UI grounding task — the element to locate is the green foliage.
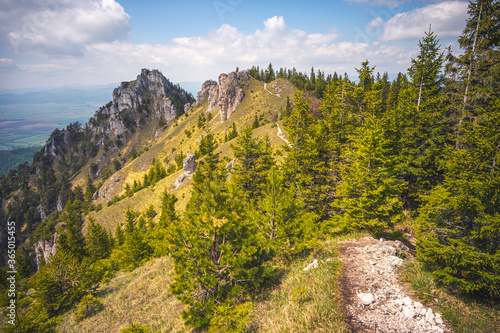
[174,150,184,170]
[85,218,111,260]
[32,251,101,316]
[208,302,253,333]
[333,117,404,233]
[283,91,333,218]
[169,172,274,327]
[120,321,155,333]
[75,294,103,322]
[231,127,275,200]
[0,147,40,175]
[250,168,318,259]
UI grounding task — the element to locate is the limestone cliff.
[87,69,193,137]
[196,71,250,122]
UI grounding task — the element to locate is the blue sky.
[0,0,467,90]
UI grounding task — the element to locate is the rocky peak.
[196,71,250,122]
[90,69,194,137]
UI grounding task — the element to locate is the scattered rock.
[304,259,319,271]
[339,237,451,333]
[173,172,186,188]
[182,153,196,175]
[358,293,375,305]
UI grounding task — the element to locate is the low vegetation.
[0,2,500,332]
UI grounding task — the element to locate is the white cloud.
[345,0,407,8]
[378,1,468,42]
[0,14,436,86]
[0,0,130,55]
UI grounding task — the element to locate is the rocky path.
[340,237,451,333]
[276,123,292,148]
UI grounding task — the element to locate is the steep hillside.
[91,72,296,231]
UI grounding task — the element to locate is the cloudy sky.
[0,0,468,89]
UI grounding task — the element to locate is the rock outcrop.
[35,232,59,270]
[86,69,193,137]
[339,237,451,333]
[196,71,250,122]
[182,153,196,175]
[172,153,196,188]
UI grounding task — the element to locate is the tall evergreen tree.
[417,1,500,296]
[231,127,275,200]
[284,91,332,217]
[332,116,404,233]
[85,218,111,261]
[169,172,271,327]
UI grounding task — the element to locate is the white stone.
[403,305,417,318]
[358,293,375,305]
[304,259,319,271]
[425,308,436,326]
[434,313,443,325]
[413,302,424,315]
[420,308,427,316]
[403,296,413,306]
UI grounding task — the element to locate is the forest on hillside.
[0,1,500,332]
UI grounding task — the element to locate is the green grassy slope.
[89,78,296,231]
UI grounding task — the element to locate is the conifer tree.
[332,116,403,233]
[169,171,271,327]
[284,91,332,217]
[417,1,500,296]
[193,132,219,187]
[58,200,86,260]
[231,127,275,200]
[85,218,110,261]
[250,167,318,259]
[395,31,445,203]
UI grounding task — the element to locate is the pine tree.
[121,208,153,270]
[58,200,86,260]
[284,91,332,217]
[250,167,318,259]
[193,132,219,187]
[85,218,111,261]
[169,172,272,327]
[417,1,500,296]
[332,116,404,233]
[396,31,446,206]
[231,127,275,200]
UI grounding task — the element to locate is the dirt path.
[340,237,451,333]
[276,123,292,148]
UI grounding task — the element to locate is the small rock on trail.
[340,237,452,333]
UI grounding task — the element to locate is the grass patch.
[57,257,190,333]
[403,260,500,333]
[253,237,350,332]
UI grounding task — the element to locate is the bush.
[120,321,151,333]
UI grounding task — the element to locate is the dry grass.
[403,260,500,333]
[253,237,349,333]
[57,257,190,333]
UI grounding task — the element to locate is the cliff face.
[35,232,59,270]
[88,69,193,137]
[196,71,250,122]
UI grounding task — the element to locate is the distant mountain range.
[0,82,202,105]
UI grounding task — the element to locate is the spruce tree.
[417,1,500,296]
[169,171,272,327]
[284,91,332,217]
[250,167,318,259]
[396,27,446,206]
[231,127,275,200]
[332,116,404,233]
[85,218,110,261]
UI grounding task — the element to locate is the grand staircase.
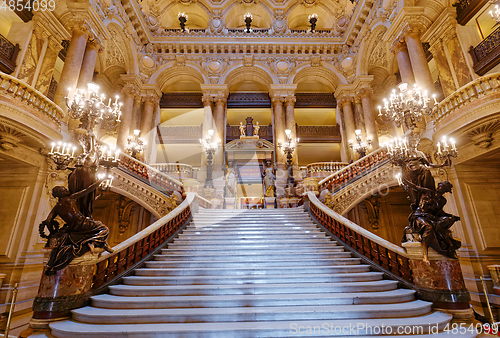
[50,208,475,338]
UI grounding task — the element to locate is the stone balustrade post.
[78,39,102,89]
[54,24,89,111]
[391,40,415,86]
[359,88,379,150]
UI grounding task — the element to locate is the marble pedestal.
[30,248,102,329]
[264,197,276,209]
[488,265,500,295]
[403,242,473,320]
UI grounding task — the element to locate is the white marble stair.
[47,208,474,338]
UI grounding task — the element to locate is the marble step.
[109,280,397,297]
[71,300,432,324]
[176,232,330,242]
[162,245,345,257]
[154,252,352,264]
[135,258,360,276]
[174,236,332,246]
[50,312,464,338]
[91,289,415,309]
[168,241,337,250]
[146,258,352,269]
[124,269,383,286]
[182,226,324,236]
[154,251,351,262]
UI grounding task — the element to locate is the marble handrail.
[318,148,388,191]
[307,191,413,283]
[0,72,65,128]
[431,73,500,124]
[150,163,193,178]
[120,153,183,192]
[306,162,349,177]
[92,193,196,290]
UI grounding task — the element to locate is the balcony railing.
[307,162,348,178]
[151,163,194,181]
[469,27,500,75]
[431,73,500,132]
[0,73,64,130]
[0,34,19,74]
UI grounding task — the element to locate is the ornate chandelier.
[378,83,437,129]
[348,129,372,157]
[200,129,222,188]
[66,83,122,132]
[490,0,500,22]
[125,129,146,158]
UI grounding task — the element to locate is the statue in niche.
[240,122,247,137]
[253,122,260,136]
[264,160,276,197]
[39,180,113,276]
[224,163,236,198]
[395,150,461,264]
[402,181,461,264]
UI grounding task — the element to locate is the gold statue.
[240,122,246,137]
[253,122,260,136]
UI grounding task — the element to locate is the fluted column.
[78,40,101,89]
[141,93,159,137]
[285,95,299,166]
[354,95,366,137]
[54,25,89,111]
[359,88,379,150]
[405,30,434,93]
[272,96,286,168]
[340,96,356,160]
[116,86,136,150]
[392,41,415,85]
[213,96,227,170]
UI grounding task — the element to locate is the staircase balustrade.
[431,73,500,125]
[307,162,349,178]
[91,193,205,293]
[151,163,194,179]
[307,192,413,284]
[119,153,183,194]
[0,72,65,131]
[319,148,389,192]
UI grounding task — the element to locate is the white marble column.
[116,86,136,151]
[405,31,434,93]
[359,88,379,150]
[54,25,89,111]
[285,95,299,166]
[78,40,101,89]
[392,41,415,86]
[213,96,226,171]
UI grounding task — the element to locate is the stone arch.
[148,61,209,89]
[288,65,340,93]
[219,63,279,89]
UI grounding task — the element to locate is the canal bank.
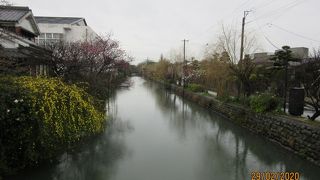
[164,82,320,166]
[9,77,320,180]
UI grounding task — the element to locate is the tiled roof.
[0,6,31,22]
[35,16,85,24]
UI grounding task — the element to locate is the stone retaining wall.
[167,85,320,166]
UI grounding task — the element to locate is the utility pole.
[240,11,250,61]
[182,39,189,88]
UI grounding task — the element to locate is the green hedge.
[249,93,281,113]
[0,76,105,174]
[187,83,204,92]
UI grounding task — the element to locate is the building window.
[36,33,63,47]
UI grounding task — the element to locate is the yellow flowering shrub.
[0,76,105,174]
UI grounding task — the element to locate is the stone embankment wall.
[167,85,320,166]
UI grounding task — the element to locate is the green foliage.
[249,93,281,113]
[187,83,204,92]
[0,77,105,174]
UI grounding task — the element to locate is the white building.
[35,16,98,46]
[0,6,52,75]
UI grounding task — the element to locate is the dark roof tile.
[35,16,84,24]
[0,6,31,22]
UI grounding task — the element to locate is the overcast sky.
[11,0,320,64]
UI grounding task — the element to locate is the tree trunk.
[308,111,320,121]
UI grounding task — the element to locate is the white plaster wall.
[38,23,98,42]
[64,26,98,42]
[19,19,36,34]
◇ ◇ ◇ ◇
Task: Retype every one of the records above without changing anything, but leave out the pictures.

Task solution:
UI grounding task — the element to locate is the green foliage.
[174,150,184,170]
[85,218,111,260]
[32,251,101,316]
[208,302,253,333]
[333,117,404,233]
[283,91,333,218]
[169,172,274,327]
[120,321,155,333]
[75,294,103,322]
[231,127,275,200]
[0,147,40,175]
[250,168,318,259]
UI grounding task — the element to locate is the limestone cliff.
[87,69,193,137]
[196,71,250,122]
UI grounding task — the element to locate is the blue sky.
[0,0,467,90]
UI grounding task — the element to locate is the rocky peak.
[196,71,250,122]
[90,69,194,137]
UI grounding task — the element to locate is the scattered rock.
[304,259,319,271]
[339,237,451,333]
[173,172,186,188]
[182,153,196,175]
[358,293,375,305]
UI grounding task — the element to locate is the low vegetation.
[0,2,500,332]
UI grounding task — the element to locate is the white cloud.
[345,0,407,8]
[378,1,468,42]
[0,14,436,86]
[0,0,130,55]
UI grounding task — the element to locate is the rocky path.
[340,237,451,333]
[276,123,292,148]
UI grounding task — the element to locate is the steep hillside.
[91,72,296,231]
UI grounding task — the element to locate is the cloudy sky.
[0,0,468,89]
UI grounding task — the element to locate is the rock outcrop.
[35,232,59,270]
[86,69,193,137]
[339,237,451,333]
[196,71,250,122]
[182,153,196,175]
[172,153,196,188]
UI grounding task — the element to locate is the tall evergreen tree.
[417,1,500,296]
[231,127,275,200]
[284,91,332,217]
[332,116,404,233]
[85,218,111,261]
[169,172,271,327]
UI grounding task — the element to locate is the white stone.
[403,305,417,318]
[358,293,375,305]
[304,259,319,271]
[425,308,436,326]
[434,313,443,325]
[413,302,424,315]
[420,308,427,316]
[403,296,413,306]
UI grounding task — the element to locate is the forest on hillside.
[0,1,500,332]
UI grounding task — the element to locate is the green grassy slope.
[89,78,296,231]
UI grounding task — the element to locate is the conifer tree.
[332,116,403,233]
[169,171,271,327]
[284,91,332,217]
[417,1,500,296]
[193,132,219,187]
[58,200,86,260]
[231,127,275,200]
[85,218,110,261]
[250,167,318,259]
[395,31,445,203]
UI grounding task — the element to locate is the pine tree.
[121,208,153,270]
[58,200,86,260]
[284,91,332,217]
[250,167,318,259]
[193,132,219,187]
[85,218,111,261]
[169,172,272,327]
[417,1,500,296]
[332,116,404,233]
[396,31,446,206]
[231,127,275,200]
UI grounding task — the element to locate is the dirt path.
[340,237,451,333]
[276,123,292,148]
UI grounding task — the element to locate is the small rock on trail.
[340,237,452,333]
UI grounding task — the element to locate is the grass patch.
[57,257,190,333]
[403,260,500,333]
[253,237,350,332]
UI grounding task — the element to locate is the bush.
[120,321,151,333]
UI grounding task — the element to locate is the dry grass.
[403,260,500,333]
[253,237,349,333]
[57,257,190,333]
UI grounding task — the element to locate is the cliff face.
[35,232,59,270]
[88,69,193,137]
[196,71,250,122]
UI grounding task — the element to locate is the distant mountain range.
[0,82,202,105]
UI grounding task — the element to locate is the spruce tree.
[417,1,500,296]
[169,171,272,327]
[284,91,332,217]
[250,167,318,259]
[396,27,446,206]
[231,127,275,200]
[332,116,404,233]
[85,218,110,261]
UI grounding task — the element to locate is the grand staircase.
[50,208,475,338]
UI grounding task — the element to locate is the stone balustrade post.
[78,39,102,89]
[54,24,89,111]
[391,40,415,86]
[359,88,379,150]
UI grounding task — the element to locate is the marble pedestal.
[30,248,102,329]
[264,197,276,209]
[488,265,500,295]
[403,242,473,320]
UI grounding task — the element to locate is the white marble stair.
[47,208,474,338]
UI grounding task — the element to locate is the marble step.
[109,280,397,297]
[71,300,432,324]
[176,232,330,242]
[162,245,345,257]
[154,252,352,264]
[135,258,360,276]
[174,236,332,246]
[50,312,464,338]
[91,289,415,309]
[168,241,337,250]
[146,258,352,269]
[124,269,383,286]
[182,226,324,236]
[154,251,351,262]
UI grounding task — the element to locate is the marble handrail.
[318,148,388,191]
[307,191,413,283]
[0,72,65,128]
[431,73,500,124]
[150,163,193,178]
[120,153,183,192]
[306,162,349,177]
[92,193,196,290]
UI grounding task — the element to locate is the balcony railing.
[307,162,348,178]
[151,163,194,181]
[469,27,500,75]
[431,73,500,132]
[0,73,64,130]
[0,34,19,74]
UI grounding task — the element to locate is the ornate chandelier.
[378,83,437,129]
[348,129,372,157]
[200,129,222,188]
[66,83,122,132]
[490,0,500,22]
[125,129,146,158]
UI grounding task — the element to locate is the statue in niche.
[240,122,247,137]
[253,122,260,136]
[264,160,276,197]
[39,180,113,276]
[224,163,236,198]
[395,150,461,264]
[402,181,461,264]
UI grounding task — the element to locate is the gold statue.
[240,122,246,137]
[253,122,260,136]
UI grounding task — the element to locate is the fluted column.
[78,40,101,89]
[141,93,159,137]
[285,95,299,166]
[354,95,366,137]
[54,25,89,111]
[359,88,379,150]
[405,30,434,93]
[272,96,286,168]
[340,96,356,160]
[116,86,136,150]
[392,41,415,85]
[213,96,227,170]
UI grounding task — the element to locate is the staircase balustrade.
[431,73,500,125]
[307,162,349,178]
[91,193,205,293]
[151,163,194,179]
[307,192,413,284]
[119,153,183,194]
[0,72,65,131]
[319,148,389,192]
UI grounding task — the element to locate is the white marble column.
[116,86,136,151]
[405,31,434,93]
[359,88,379,150]
[54,25,89,111]
[285,95,299,166]
[78,40,101,89]
[392,41,415,86]
[213,96,226,171]
UI grounding task — the element to locate is the stone arch.
[148,61,209,89]
[288,65,340,93]
[219,63,279,89]
UI grounding task — the element to locate is the canal bank.
[164,82,320,166]
[9,77,320,180]
UI grounding task — the element to locate is the tiled roof.
[0,6,31,22]
[35,16,85,24]
UI grounding task — the element to locate is the stone retaining wall.
[167,85,320,166]
UI grounding task — the element to locate is the utility pole.
[240,11,250,61]
[182,39,189,88]
UI grounding task — the element to locate is the green hedge.
[249,93,281,113]
[0,76,105,174]
[187,83,204,92]
UI grounding task — the element to locate is the building window.
[36,33,63,47]
UI grounding task — the element to locate is the yellow flowering shrub.
[0,76,105,174]
UI grounding task — the element to locate is the stone embankment wall.
[167,85,320,166]
UI grounding task — the element to locate is the green foliage.
[249,93,281,113]
[187,83,204,92]
[0,77,105,174]
UI grounding task — the element to locate is the white building.
[35,16,98,46]
[0,6,52,75]
UI grounding task — the element to locate is the dark roof tile.
[35,16,84,24]
[0,6,31,22]
UI grounding task — the element to locate is the overcast sky.
[11,0,320,64]
UI grounding task — the element to locate is the tree trunk.
[308,111,320,121]
UI grounding task — the element to locate is the white plaster wall.
[38,23,98,42]
[64,26,98,42]
[19,19,36,34]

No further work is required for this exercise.